(Beginning of Excerpted text)
The positive linear and negative quadratic effects offset (not exactly because the precise maximum is 51.923). In other words, the slope of the regression line between wage and age is 0 at age 52.

8.3 Log models

Once again, we will forego the math of logarithms and instead focus on why we may want to use them in a regression model and how to interpret the results. In short, logarithms are used to express rates of change in a variable (i.e. percent change) rather than absolute change in a variable (i.e. unit change).

8.3.1 Logarithmic scales

Graphs like Figure 8.2 below were commonplace during the spread of COVID-19. Note how the values on the y axis are evenly dispersed, but each tick mark increases by a factor of 10 (i.e. the previous value multiplied by 10). The y-axis is in a log10 scale. Another common log scale for visualization is a log2 scale which increases each interval by a factor of 2.
(End of Excerpted text)
(Beginning of Dataset entries)
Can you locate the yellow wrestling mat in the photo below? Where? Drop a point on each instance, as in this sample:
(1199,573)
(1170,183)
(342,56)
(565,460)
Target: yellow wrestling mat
(End of Dataset entries)
(Beginning of Dataset entries)
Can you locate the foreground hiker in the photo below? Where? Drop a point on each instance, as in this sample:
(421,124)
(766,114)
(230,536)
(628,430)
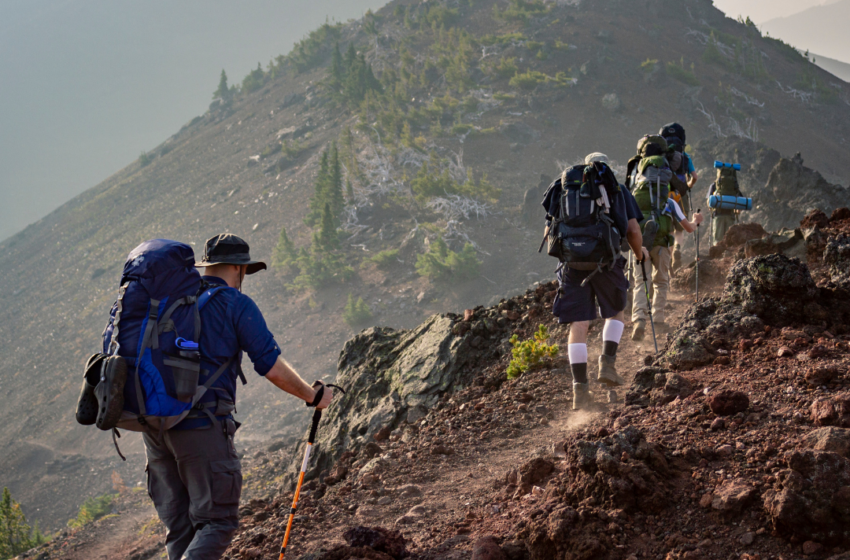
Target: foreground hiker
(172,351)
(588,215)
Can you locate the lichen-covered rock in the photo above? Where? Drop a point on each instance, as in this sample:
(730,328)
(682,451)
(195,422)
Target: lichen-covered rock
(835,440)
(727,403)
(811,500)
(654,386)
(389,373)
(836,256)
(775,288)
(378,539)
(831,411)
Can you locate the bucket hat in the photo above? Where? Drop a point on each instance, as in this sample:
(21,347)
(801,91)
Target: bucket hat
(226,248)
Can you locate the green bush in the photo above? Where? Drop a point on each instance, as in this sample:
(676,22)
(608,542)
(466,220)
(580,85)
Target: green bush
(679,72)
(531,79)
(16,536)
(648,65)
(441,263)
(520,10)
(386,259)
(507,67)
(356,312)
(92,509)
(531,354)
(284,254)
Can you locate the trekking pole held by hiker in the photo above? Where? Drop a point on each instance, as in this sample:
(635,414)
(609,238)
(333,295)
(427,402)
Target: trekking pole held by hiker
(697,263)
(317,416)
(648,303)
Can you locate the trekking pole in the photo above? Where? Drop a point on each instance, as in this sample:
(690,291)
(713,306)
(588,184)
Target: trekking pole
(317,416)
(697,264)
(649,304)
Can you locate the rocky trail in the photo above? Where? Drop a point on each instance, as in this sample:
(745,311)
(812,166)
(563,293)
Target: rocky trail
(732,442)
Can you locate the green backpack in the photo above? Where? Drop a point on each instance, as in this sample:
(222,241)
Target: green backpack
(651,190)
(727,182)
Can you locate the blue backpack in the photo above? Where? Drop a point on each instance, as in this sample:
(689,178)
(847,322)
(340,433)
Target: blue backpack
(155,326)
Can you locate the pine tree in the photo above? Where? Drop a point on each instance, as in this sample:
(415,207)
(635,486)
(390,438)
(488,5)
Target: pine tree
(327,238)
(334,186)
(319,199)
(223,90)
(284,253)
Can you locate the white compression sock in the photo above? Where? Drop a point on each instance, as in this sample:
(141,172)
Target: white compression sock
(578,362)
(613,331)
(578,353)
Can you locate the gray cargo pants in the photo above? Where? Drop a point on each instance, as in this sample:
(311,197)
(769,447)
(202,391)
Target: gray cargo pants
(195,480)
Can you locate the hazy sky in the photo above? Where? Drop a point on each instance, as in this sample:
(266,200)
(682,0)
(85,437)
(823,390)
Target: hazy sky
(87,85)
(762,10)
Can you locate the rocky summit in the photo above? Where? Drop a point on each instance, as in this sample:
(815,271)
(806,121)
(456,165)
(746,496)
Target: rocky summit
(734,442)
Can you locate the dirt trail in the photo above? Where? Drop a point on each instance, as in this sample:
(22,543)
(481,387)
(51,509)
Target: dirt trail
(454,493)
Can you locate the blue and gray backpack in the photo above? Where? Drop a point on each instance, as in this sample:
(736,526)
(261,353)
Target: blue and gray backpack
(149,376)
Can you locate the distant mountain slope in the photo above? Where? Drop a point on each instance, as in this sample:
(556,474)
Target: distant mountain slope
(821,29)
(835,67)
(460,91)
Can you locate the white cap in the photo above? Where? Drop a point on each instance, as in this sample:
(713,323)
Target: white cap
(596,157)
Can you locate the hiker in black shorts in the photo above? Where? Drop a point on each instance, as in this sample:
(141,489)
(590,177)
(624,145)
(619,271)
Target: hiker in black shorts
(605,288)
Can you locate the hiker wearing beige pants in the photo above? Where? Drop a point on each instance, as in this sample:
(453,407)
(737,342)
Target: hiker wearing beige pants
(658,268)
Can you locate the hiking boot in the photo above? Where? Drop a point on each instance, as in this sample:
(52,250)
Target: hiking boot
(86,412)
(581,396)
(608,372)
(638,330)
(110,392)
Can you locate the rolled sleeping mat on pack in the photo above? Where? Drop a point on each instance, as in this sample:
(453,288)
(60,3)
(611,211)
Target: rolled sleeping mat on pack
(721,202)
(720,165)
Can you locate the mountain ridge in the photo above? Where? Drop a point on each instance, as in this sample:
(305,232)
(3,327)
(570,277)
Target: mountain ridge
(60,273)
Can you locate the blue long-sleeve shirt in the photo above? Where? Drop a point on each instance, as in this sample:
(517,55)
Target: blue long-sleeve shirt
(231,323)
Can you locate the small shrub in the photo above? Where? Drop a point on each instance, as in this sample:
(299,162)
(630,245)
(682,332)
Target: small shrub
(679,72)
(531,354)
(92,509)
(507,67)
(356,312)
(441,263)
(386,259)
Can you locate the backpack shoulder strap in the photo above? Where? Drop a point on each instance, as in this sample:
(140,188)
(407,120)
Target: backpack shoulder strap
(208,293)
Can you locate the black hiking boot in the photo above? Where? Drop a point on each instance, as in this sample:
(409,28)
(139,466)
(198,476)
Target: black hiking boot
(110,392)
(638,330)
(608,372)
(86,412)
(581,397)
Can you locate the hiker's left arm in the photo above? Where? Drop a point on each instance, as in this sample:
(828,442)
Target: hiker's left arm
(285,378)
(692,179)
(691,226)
(End of Dataset entries)
:: Instructions ::
1. Can you reproduce the passage on log models word for word, between "Once again, we" and "factor of 2.", inclusive?
2. Can you pick up the regression text on logarithmic scales after its final sentence and carry it forward?

:: Solved problems ::
1.
Once again, we will forego the math of logarithms and instead focus on why we may want to use them in a regression model and how to interpret the results. In short, logarithms are used to express rates of change in a variable (i.e. percent change) rather than absolute change in a variable (i.e. unit change).

8.3.1 Logarithmic scales

Graphs like Figure 8.2 below were commonplace during the spread of COVID-19. Note how the values on the y axis are evenly dispersed, but each tick mark increases by a factor of 10 (i.e. the previous value multiplied by 10). The y-axis is in a log10 scale. Another common log scale for visualization is a log2 scale which increases each interval by a factor of 2.

2.
Figure 8.2: Growth in COVID-19 cases by state

As the note at the bottom of Figure 8.2 states, one purpose of using a log scale is to effectively display a wide (or highly skewed) range of values (i.e., distribution). If the vertical axis of Figure 8.2 was not in log scale, and instead in the scale of absolute/raw counts, then the different states would be so far dispersed from each other so as to make the graph impractical to insert into a document. Instead, the vertical graph actually ranges from only 2 to 5, not 100 to 10,000. How?

Log base 10 of a given number returns the power that 10 would need to raised to to equal the given number. Log base 10 of 100 equals 2 because 10 squared equals 100. Extending this logic:

\[log_{10}1,000=3 \leftrightarrow 10^3=1,000\]

\[log_{10}10,000=4 \leftrightarrow 10^4=10,000\] \[log_{10}100,000=5 \leftrightarrow 10^5=100,000\]

and now a variable that ranges between 100 and 100,000 has a more manageable range between 2 and 5.

Also, what was an exponential increase in cases as days along the x-axis increases is now a proportional increase. For example, note that from day 0 (since the 100th case) to day 10, the trend line for New York is roughly linear. Equal incremental increases in days correspond to an equal incremental increase in cases rescaled to log base 10. Without the log scale, the slope of the line would be extremely exponential. Instead, the line is roughly linear. This conversion of a nonlinear relationship to a linear one has consequences for how we interpret regression models that use variables transformed into a log scale. Understanding those consequences begins with understanding rates of change rather than absolute change.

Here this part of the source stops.